§ Extract provided:
In our case, the likely cause of hyponatermia could be SIADH which may be seen after a major oncology surgery. [2] The SIADH [9] is a condition mostly found in patients diagnosed with small-cell carcinoma of the lung, pneumonia, brain tumors, head trauma, strokes, meningitis, and encephalitis, also found in patient of COPD, pneumonia, pneumonitis, tuberculosis and post-surgical stress. This syndrome is characterized by excessive release of antidiuretic hormone (ADH or vasopressin) from the posterior pituitary gland or another source, the result is hyponatremia, and sometimes fluid overload.

§ What is expected: From the passage on SIADH, reproduce the stretch from "In our case, the" through "sometimes fluid overload.".

[Entries drawn from a collection]
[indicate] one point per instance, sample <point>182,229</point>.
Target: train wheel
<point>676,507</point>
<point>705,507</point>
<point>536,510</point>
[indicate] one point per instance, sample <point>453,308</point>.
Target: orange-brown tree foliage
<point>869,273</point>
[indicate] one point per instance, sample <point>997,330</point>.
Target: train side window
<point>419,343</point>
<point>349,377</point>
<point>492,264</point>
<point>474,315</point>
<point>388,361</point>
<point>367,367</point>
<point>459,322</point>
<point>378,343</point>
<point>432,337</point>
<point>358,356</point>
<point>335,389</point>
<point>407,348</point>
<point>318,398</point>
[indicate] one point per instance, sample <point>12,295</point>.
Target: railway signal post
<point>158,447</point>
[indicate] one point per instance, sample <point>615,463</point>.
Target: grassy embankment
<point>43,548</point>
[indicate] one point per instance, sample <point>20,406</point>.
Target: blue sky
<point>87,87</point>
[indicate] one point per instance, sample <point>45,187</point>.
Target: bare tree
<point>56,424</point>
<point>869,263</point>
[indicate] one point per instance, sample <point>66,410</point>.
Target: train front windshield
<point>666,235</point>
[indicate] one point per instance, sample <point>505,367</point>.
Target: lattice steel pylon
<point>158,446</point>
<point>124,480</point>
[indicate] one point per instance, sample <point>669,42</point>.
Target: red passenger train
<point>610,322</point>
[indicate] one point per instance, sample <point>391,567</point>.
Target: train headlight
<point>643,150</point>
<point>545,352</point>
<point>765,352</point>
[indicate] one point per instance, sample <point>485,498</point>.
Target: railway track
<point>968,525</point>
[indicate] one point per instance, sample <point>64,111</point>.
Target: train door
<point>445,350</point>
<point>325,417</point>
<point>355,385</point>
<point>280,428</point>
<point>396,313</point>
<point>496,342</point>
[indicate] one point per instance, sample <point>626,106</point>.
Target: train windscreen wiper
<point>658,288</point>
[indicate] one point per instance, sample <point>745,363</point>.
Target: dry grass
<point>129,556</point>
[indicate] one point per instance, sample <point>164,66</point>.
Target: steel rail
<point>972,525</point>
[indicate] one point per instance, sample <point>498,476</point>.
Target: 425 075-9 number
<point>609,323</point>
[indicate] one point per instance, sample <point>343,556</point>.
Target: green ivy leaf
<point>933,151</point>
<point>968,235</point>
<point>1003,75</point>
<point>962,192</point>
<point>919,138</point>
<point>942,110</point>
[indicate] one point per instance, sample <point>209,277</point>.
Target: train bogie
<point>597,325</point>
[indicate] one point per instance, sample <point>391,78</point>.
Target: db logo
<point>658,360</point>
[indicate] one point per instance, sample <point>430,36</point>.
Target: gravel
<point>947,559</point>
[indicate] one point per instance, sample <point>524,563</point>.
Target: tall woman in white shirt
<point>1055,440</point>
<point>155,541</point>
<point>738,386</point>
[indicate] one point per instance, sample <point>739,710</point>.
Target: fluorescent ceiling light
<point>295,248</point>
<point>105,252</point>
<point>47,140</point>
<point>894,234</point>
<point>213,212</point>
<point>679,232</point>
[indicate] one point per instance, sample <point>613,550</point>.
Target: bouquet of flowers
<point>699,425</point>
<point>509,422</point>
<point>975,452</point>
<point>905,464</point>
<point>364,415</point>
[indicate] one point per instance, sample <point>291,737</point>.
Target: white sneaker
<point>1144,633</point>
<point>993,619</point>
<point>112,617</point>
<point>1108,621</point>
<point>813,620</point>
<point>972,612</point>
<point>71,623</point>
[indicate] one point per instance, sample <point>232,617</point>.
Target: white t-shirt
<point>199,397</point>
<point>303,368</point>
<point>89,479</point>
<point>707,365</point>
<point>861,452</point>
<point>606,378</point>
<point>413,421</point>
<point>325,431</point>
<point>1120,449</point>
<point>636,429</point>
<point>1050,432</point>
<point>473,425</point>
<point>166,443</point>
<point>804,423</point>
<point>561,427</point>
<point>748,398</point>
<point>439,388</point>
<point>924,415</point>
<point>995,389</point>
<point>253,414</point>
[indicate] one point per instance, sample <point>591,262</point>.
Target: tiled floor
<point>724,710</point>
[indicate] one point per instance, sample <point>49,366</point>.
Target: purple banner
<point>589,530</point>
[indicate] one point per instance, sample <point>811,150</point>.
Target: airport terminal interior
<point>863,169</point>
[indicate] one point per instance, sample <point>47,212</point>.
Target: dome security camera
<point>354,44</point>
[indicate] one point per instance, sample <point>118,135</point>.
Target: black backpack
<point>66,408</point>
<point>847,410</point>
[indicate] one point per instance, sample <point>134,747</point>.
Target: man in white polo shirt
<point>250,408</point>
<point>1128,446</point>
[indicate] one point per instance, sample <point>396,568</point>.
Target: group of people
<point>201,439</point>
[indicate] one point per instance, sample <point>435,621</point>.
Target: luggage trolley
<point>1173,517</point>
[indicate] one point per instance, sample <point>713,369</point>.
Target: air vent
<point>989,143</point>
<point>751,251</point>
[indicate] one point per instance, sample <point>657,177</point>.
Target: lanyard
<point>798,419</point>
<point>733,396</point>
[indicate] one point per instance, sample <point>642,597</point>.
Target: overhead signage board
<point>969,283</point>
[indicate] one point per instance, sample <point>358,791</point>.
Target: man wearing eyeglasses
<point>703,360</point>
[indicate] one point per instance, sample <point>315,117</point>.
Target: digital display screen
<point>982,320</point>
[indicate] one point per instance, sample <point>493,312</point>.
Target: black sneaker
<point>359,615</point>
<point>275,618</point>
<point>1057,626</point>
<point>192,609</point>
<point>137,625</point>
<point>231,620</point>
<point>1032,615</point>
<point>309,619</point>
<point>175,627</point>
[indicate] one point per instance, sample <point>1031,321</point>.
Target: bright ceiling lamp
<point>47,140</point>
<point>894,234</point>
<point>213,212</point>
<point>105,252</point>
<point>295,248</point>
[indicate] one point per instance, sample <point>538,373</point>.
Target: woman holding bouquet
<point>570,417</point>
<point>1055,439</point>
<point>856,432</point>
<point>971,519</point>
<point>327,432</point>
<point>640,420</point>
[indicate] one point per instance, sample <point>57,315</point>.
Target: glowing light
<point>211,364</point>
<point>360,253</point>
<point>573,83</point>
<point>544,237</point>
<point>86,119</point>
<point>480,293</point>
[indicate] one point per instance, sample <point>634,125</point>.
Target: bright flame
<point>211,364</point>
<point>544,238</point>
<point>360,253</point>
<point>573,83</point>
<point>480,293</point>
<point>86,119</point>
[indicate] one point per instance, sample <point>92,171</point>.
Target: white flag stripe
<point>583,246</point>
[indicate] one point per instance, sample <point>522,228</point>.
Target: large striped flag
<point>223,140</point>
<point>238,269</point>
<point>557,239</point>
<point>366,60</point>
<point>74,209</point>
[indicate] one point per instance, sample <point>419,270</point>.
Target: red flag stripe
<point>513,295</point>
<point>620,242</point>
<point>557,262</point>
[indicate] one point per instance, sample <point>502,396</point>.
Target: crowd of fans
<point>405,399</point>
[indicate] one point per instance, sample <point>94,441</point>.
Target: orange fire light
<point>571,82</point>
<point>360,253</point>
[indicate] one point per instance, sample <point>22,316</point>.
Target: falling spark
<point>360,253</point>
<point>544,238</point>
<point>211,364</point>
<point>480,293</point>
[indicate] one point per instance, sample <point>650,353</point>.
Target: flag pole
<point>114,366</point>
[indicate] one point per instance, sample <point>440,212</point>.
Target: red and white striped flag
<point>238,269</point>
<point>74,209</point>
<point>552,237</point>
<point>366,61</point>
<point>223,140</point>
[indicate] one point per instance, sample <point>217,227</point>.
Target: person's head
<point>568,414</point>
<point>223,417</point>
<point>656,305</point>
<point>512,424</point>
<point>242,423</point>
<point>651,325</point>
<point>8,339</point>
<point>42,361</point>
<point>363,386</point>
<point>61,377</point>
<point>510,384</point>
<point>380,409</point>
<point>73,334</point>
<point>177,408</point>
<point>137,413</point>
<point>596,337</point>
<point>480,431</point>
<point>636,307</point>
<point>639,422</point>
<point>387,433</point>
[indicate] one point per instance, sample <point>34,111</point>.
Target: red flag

§ Worked solution:
In our case, the likely cause of hyponatermia could be SIADH which may be seen after a major oncology surgery. [2] The SIADH [9] is a condition mostly found in patients diagnosed with small-cell carcinoma of the lung, pneumonia, brain tumors, head trauma, strokes, meningitis, and encephalitis, also found in patient of COPD, pneumonia, pneumonitis, tuberculosis and post-surgical stress. This syndrome is characterized by excessive release of antidiuretic hormone (ADH or vasopressin) from the posterior pituitary gland or another source, the result is hyponatremia, and sometimes fluid overload.